[GOAL OF THE EXERCISE]
Write out all the records exactly, and keep any images out.

[INFORMATION SUPPLIED]
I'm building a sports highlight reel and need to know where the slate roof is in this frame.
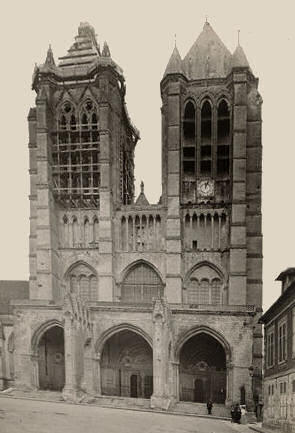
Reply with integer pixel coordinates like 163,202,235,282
163,21,251,80
164,46,183,76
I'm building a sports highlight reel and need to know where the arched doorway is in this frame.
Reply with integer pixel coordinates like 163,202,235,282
101,330,153,398
38,326,65,391
179,332,226,404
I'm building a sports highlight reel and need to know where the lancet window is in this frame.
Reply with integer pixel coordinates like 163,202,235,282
181,97,231,200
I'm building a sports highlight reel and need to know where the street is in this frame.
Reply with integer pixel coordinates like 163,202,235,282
0,396,255,433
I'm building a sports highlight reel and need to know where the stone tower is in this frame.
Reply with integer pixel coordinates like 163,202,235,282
12,22,262,414
160,21,263,405
28,22,139,303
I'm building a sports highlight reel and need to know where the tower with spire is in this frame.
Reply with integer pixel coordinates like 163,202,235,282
161,20,263,409
10,22,262,416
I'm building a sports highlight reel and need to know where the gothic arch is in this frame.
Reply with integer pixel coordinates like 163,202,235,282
197,90,216,107
120,259,164,285
64,260,97,280
174,325,231,361
215,89,232,107
95,323,153,354
31,319,64,355
216,95,232,109
182,97,197,116
183,261,224,288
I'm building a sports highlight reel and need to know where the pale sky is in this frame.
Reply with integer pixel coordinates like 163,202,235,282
0,0,294,311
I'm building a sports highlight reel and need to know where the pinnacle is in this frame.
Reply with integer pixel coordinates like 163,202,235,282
45,45,55,66
102,41,111,57
232,44,250,69
164,45,183,77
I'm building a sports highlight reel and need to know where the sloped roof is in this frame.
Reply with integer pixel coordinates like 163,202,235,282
182,22,233,79
276,267,295,281
260,281,295,324
232,45,250,69
0,281,29,315
164,45,184,77
135,181,149,206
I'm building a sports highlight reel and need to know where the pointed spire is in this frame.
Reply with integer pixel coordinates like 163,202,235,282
164,45,183,77
135,181,149,206
232,44,250,69
183,21,232,79
102,41,111,57
45,44,55,66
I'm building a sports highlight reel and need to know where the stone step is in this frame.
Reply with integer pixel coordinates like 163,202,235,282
94,395,151,409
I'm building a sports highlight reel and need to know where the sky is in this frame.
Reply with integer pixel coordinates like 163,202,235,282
0,0,294,311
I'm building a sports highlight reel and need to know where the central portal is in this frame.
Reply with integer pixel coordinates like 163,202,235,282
179,332,226,404
101,330,153,399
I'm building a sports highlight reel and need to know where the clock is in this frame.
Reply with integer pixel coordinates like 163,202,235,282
197,179,214,197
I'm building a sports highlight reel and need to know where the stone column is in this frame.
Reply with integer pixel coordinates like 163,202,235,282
82,344,97,396
151,299,171,410
30,353,39,390
93,353,102,395
225,359,233,407
62,314,78,400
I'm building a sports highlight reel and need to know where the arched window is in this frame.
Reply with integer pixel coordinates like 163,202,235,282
62,215,69,247
183,101,196,176
84,218,90,247
217,99,230,176
211,278,222,304
199,279,210,304
185,264,224,305
72,217,79,247
200,101,212,176
93,217,99,244
68,263,97,301
121,263,163,303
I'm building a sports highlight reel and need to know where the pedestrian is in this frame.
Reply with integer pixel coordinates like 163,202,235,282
231,403,242,423
207,399,213,415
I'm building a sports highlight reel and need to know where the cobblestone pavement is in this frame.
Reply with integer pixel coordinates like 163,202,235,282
0,396,255,433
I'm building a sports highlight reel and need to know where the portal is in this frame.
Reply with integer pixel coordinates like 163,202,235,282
179,332,226,403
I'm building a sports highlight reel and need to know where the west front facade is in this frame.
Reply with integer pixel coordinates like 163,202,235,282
260,269,295,432
7,22,263,414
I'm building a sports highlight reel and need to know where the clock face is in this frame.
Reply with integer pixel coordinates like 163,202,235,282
197,179,214,197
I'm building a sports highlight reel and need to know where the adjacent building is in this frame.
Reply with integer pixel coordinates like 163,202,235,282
0,21,263,414
260,268,295,432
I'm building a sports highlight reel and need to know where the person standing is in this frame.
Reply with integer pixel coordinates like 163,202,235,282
207,400,213,415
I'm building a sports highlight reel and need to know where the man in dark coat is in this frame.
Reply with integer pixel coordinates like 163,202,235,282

[WRITTEN SOLUTION]
I'm building a sports highlight reel and need to know where the slate roof is in this frame.
Reply with integer pixel coordinates like 163,202,235,282
163,21,251,80
164,46,183,76
I'm building a sports highlight reel and need to know where the arched doorway is in this frame.
Reply with integer pixel coordinates like 163,202,235,282
101,330,153,398
38,326,65,391
179,332,226,404
I'm building a sports highlight reel and need to know where the lancet window is in this frame.
Reply with integer pixel coordinates like 163,202,235,282
181,97,231,200
I'm building a sports highlight reel and need to know where the street is in this frame.
Reply with integer pixel coordinates like 163,202,235,282
0,396,255,433
I'm building a sports highlight reel and need to know where the stone tower is in this frame.
Reply with integer pixel coordinates like 163,202,235,282
12,22,262,414
160,21,263,405
28,22,139,303
I'm building a sports highlight reel and need to know where the tower with spire is in this frame.
Reply with integer pixel coordinates like 163,202,235,282
161,20,263,409
10,22,262,416
I'm building a sports highlight reel and need to know where the gothic arch is in this frame.
Reply with integer pixel coordinates like 163,202,235,282
197,90,216,107
120,259,164,285
64,260,97,280
174,325,231,361
215,89,232,107
95,323,153,354
31,319,64,355
216,95,232,109
182,97,197,116
183,261,224,288
I'm building a sports highlight reel and need to know where the pale sky is in this frame.
Reply with integer pixel coordinates like 163,202,235,282
0,0,294,311
I'm building a sports highlight reel and need to know where the pinnacle is in this frame.
Reply with integer pixel coordinates like 163,202,235,282
45,45,55,66
102,41,111,57
232,44,250,69
164,45,183,77
I'm building a sports highlight reel and need to know where the sloped roof is in this frame.
Reply with integer pixel coordinates like 163,202,235,282
182,22,233,79
276,267,295,281
260,281,295,324
232,45,250,69
0,281,29,315
164,45,184,77
135,181,149,206
I'm building a sports highlight reel and need to know where the pointed spire is in this frame.
Reply with integer pixel coordinates like 163,202,235,282
164,45,183,77
135,181,149,206
232,44,250,69
183,21,232,79
102,41,111,57
45,44,55,66
I'm building a sports highlight reel and need to know where the stone step is in this frame.
Reply with integer pixel coordinates like 163,202,235,282
94,395,151,409
I'm building a sports highlight reel and need to know where the sky is in this frame.
Reply with integer pixel coordinates like 163,202,235,282
0,0,294,311
I'm building a sports highlight reel and need to know where the central portal is in this frame.
Reply with integer pixel coordinates like 163,202,235,282
179,332,226,404
101,330,153,399
I'm building a sports highlight reel and need to know where the clock is in this frame.
Reply with integer pixel coordinates like 163,202,235,282
197,179,214,197
I'm building a sports highlight reel and need to know where the stone column is in this frame.
Reply with integer pixel coordinates like 163,202,235,282
82,344,97,396
151,299,171,410
30,353,39,390
93,353,102,395
225,359,233,407
62,314,78,400
I'm building a sports highlight reel and need to know where the arched window is in this frame.
Reply with integer pixel coordinates like 163,202,235,282
62,215,69,247
183,101,196,176
84,218,90,247
217,99,230,176
211,278,222,304
199,279,210,304
185,264,224,305
72,217,79,247
200,101,212,176
93,217,99,244
68,263,97,301
121,263,163,303
I'm building a sports highlight reel and need to know where the pedestrian is in this frame.
Reply with integer pixel coordinates like 163,202,235,282
231,403,242,423
207,399,213,415
I'm building a sports highlight reel and need to know where the cobblestone pavement is in this frame.
Reply with integer pixel coordinates like 163,202,235,282
0,396,255,433
I'm building a sports highlight reel and need to know where the portal is in this frame.
Reply with integer pixel coordinates like 163,202,235,282
179,332,226,403
I'm building a sports highlight reel and need to know where the west front facade is in this frame.
Reply with integer pixel coordinates like 163,202,235,282
260,269,295,432
7,22,263,414
I'm building a sports highlight reel and need to know where the clock face is in this frame.
Reply with integer pixel coordinates like 163,202,235,282
197,179,214,197
I'm building a sports highlight reel and need to know where the adjacent building is in this frame.
Reply with integer pixel coordinates like 163,202,235,282
0,21,263,414
260,268,295,432
I'm building a sports highlight reel and need to know where the person standing is in this frame.
Reply with integer pixel coordinates like 163,202,235,282
207,400,213,415
I'm building a sports highlight reel and need to know where the man in dark coat is in this frame.
Reply with integer pixel coordinates like 163,202,235,282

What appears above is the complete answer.